*** Opening of Supplied material ***

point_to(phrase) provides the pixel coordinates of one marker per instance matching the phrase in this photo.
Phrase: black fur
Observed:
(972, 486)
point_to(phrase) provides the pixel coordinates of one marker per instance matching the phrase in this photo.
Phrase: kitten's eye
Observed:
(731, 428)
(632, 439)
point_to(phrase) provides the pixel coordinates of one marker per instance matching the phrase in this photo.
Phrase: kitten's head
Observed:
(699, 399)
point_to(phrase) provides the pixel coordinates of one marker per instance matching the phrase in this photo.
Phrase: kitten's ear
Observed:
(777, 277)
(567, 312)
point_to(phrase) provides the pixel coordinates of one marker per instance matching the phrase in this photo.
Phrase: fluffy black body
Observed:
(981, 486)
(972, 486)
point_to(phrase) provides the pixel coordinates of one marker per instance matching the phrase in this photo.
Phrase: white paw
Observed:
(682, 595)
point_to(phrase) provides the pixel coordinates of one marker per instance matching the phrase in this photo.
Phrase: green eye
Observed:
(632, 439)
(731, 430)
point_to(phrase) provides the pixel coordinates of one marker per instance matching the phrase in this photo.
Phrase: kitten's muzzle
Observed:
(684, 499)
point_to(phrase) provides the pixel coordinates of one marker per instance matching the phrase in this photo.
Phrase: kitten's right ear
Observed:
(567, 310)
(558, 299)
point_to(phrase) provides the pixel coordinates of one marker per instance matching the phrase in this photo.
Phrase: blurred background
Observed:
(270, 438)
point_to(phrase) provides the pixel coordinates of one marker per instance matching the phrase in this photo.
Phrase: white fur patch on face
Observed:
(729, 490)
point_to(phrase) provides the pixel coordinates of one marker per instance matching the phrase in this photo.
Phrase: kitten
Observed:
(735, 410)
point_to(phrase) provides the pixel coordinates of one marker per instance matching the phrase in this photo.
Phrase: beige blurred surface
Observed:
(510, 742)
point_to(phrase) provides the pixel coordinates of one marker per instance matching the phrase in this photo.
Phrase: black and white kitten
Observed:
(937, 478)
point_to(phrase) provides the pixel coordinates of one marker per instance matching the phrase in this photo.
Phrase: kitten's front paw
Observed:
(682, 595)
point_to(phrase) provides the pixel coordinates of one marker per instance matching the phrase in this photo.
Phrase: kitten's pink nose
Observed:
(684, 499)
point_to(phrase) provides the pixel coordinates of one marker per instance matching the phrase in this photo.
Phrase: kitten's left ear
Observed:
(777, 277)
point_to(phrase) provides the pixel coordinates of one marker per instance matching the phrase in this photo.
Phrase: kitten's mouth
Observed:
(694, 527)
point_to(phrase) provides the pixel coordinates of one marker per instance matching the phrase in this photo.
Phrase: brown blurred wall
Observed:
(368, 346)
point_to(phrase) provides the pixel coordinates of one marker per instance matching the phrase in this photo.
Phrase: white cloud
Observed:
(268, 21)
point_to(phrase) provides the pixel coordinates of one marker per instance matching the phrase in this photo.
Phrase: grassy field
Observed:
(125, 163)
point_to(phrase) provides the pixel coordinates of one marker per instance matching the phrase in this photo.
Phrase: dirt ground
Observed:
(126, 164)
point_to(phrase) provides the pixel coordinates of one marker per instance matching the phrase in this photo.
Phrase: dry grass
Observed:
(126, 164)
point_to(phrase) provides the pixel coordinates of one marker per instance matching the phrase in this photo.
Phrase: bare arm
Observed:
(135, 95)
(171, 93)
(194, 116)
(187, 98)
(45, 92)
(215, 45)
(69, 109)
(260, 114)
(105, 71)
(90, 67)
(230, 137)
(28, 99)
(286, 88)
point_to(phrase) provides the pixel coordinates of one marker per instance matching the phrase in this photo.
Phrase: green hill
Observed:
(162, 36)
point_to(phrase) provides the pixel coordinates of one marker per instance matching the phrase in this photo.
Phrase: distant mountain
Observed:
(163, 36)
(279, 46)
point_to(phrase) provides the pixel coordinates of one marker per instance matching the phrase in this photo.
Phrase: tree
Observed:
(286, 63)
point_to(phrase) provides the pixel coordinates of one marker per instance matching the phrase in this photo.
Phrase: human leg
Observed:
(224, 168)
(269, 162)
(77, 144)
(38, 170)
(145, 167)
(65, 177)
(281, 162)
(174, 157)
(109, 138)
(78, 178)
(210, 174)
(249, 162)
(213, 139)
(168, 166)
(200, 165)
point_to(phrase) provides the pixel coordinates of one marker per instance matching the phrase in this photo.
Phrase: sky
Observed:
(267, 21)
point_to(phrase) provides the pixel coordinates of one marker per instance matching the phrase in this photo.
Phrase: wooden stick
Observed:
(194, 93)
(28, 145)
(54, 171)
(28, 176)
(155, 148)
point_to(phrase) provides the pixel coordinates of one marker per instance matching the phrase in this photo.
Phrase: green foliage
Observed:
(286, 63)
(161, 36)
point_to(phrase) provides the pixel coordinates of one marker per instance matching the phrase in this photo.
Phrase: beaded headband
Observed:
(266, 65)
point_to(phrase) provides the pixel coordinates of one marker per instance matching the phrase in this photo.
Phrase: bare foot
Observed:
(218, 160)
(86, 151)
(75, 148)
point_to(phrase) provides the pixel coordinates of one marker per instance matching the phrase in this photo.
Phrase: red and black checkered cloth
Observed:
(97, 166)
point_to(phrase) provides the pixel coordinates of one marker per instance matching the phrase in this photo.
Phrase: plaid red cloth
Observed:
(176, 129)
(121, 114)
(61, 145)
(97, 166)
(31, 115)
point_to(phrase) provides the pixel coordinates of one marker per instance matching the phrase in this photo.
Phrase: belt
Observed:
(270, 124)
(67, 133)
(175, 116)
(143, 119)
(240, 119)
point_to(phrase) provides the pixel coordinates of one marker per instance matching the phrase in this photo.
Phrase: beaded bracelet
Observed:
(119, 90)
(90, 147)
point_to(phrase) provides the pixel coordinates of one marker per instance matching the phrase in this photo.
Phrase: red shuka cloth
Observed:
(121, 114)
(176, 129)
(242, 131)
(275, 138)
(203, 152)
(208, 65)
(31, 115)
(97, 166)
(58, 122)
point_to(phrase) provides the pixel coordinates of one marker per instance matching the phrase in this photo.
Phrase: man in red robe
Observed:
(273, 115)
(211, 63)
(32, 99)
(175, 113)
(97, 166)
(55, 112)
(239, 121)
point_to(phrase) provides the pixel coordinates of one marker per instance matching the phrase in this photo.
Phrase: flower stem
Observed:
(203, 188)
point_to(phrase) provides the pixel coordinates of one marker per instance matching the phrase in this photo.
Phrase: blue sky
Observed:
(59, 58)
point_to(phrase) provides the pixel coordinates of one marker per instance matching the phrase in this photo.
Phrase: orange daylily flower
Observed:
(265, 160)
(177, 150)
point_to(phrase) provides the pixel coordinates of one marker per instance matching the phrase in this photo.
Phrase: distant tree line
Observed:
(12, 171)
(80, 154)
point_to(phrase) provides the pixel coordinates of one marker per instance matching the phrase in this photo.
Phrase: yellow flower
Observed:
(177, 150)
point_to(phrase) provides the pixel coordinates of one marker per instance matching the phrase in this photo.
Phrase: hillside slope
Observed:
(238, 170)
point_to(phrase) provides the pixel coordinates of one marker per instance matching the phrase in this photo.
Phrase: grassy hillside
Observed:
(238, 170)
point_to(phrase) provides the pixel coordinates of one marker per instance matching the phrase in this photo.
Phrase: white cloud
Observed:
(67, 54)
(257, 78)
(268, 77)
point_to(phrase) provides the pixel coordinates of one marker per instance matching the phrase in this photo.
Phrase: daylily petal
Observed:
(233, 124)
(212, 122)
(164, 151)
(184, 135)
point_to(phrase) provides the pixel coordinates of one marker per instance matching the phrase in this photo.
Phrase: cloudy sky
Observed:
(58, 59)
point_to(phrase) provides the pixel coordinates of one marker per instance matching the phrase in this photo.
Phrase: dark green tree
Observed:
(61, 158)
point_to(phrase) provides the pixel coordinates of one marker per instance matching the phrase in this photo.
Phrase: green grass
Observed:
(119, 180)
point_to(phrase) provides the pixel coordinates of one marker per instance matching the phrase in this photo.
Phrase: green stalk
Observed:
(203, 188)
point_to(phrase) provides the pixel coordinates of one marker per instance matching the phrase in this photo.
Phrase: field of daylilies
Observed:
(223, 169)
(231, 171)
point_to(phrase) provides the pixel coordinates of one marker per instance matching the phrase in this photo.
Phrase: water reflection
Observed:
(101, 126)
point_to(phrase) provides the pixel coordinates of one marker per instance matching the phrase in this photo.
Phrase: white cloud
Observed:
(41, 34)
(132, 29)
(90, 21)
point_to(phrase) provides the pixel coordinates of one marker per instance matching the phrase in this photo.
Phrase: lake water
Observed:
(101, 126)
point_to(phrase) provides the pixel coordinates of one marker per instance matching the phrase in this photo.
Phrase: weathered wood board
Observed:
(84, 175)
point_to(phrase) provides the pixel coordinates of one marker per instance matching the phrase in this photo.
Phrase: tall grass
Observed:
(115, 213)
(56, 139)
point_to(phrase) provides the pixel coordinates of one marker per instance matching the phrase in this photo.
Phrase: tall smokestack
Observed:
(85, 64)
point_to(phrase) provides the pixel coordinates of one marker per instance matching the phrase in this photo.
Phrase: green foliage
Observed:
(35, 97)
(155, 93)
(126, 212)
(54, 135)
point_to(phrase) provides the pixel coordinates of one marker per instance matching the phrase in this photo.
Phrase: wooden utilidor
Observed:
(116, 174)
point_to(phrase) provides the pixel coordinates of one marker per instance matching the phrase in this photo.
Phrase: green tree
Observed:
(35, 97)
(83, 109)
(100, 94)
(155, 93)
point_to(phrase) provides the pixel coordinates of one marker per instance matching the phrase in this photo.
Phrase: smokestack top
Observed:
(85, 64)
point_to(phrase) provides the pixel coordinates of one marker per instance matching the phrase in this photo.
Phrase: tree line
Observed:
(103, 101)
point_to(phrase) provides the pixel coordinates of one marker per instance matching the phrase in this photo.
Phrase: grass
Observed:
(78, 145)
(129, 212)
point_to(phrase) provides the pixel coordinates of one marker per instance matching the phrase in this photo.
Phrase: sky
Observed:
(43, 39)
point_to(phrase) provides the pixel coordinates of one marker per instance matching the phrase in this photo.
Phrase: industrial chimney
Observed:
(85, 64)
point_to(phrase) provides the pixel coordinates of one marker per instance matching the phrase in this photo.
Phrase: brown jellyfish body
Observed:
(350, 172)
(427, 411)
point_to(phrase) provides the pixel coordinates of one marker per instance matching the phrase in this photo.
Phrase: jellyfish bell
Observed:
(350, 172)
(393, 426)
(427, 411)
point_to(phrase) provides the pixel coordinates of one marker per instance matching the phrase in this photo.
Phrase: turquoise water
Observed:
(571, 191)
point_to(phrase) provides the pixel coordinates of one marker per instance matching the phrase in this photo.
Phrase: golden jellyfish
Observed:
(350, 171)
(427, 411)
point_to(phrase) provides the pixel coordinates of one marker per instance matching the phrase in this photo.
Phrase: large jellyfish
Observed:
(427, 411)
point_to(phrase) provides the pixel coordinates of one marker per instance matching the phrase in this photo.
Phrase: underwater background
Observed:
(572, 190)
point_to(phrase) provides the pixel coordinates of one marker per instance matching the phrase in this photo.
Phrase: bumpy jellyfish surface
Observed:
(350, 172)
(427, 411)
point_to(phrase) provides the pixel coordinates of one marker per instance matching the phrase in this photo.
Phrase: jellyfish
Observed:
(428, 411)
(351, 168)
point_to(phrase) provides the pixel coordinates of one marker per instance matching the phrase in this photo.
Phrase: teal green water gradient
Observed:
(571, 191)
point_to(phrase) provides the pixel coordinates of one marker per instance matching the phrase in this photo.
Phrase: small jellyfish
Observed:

*** Close of Supplied material ***

Task directions:
Where a line of the data above includes "brown", copy that line.

Solution below:
Phrase: brown blurred wall
Phrase: brown jellyfish body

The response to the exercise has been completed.